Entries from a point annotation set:
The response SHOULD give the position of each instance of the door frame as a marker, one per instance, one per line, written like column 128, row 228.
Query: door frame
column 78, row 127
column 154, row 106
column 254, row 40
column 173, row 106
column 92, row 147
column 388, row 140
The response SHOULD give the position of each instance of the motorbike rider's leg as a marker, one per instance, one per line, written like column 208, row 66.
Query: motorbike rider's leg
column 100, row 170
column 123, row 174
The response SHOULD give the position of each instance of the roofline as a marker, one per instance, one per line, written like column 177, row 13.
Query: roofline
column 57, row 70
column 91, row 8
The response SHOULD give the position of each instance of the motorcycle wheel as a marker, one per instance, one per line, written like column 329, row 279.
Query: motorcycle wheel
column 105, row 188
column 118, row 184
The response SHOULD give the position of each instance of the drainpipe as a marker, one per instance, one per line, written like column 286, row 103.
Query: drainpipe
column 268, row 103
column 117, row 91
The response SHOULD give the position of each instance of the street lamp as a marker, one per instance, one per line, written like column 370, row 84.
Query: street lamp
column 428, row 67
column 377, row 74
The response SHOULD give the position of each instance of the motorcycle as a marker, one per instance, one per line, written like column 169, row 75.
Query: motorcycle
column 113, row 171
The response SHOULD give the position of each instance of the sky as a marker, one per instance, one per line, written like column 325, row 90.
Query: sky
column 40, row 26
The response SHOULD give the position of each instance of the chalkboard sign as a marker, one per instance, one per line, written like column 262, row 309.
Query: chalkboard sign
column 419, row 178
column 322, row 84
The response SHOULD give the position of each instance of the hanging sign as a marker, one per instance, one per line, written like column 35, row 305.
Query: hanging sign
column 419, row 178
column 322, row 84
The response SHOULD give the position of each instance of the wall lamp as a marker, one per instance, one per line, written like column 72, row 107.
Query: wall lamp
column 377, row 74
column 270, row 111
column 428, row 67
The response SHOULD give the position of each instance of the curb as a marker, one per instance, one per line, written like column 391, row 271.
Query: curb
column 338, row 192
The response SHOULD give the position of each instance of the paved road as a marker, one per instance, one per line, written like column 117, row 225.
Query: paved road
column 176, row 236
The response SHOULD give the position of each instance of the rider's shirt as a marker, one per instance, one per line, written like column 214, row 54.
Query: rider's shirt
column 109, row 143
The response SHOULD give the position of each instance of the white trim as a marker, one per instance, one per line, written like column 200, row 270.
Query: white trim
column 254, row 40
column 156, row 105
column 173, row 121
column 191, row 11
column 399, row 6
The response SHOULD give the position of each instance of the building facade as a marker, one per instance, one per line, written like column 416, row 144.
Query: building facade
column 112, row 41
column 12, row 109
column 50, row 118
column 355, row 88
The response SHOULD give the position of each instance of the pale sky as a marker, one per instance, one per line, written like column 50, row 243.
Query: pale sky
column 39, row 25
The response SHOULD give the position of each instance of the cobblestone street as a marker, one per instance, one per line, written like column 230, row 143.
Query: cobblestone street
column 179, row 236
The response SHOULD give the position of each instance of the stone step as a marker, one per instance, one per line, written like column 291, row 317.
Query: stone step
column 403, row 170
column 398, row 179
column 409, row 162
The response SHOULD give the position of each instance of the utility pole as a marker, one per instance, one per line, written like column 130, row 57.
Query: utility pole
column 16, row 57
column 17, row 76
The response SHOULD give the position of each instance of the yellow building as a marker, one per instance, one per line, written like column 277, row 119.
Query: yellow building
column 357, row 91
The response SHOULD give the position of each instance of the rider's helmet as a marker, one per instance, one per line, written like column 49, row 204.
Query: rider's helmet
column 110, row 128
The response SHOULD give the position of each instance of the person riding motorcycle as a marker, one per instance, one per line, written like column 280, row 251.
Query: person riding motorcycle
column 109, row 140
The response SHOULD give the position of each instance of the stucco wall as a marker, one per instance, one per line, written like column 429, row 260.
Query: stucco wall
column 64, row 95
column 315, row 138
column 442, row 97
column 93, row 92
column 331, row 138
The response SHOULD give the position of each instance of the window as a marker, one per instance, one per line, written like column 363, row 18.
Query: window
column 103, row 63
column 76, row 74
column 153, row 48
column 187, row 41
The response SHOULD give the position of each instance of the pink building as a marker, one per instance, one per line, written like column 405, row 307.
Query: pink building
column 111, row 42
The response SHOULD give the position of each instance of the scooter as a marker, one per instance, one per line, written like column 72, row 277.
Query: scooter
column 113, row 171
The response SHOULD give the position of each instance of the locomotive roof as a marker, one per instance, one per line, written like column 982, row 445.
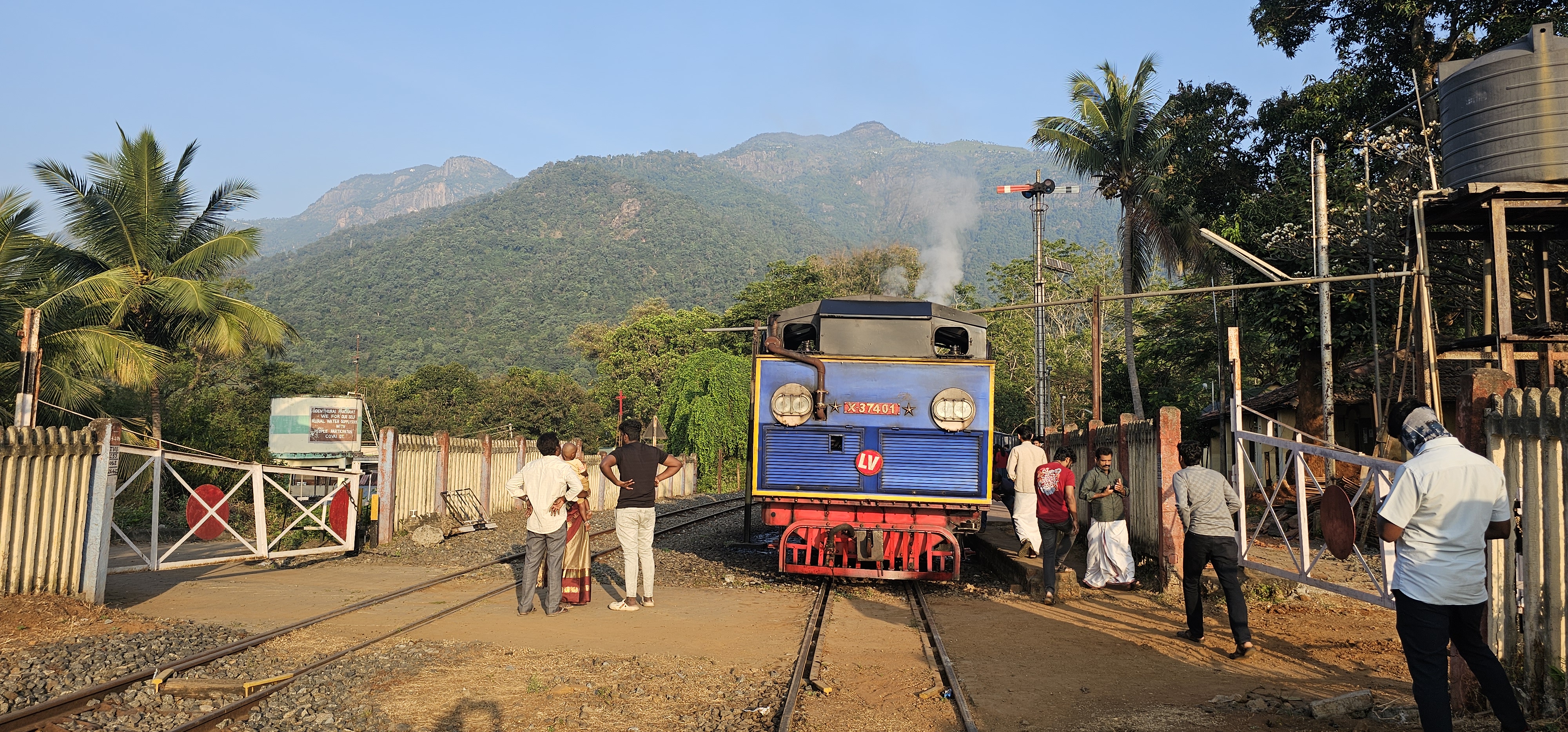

- [PROBLEM]: Gather each line of the rows above that contains the string "pole", and list those lines.

- [EXPECTED ANSWER]:
The response SHOULD give the position of each instance of the utility pole as a marker, one per instance, one per line, written like column 130, row 57.
Query: utility pole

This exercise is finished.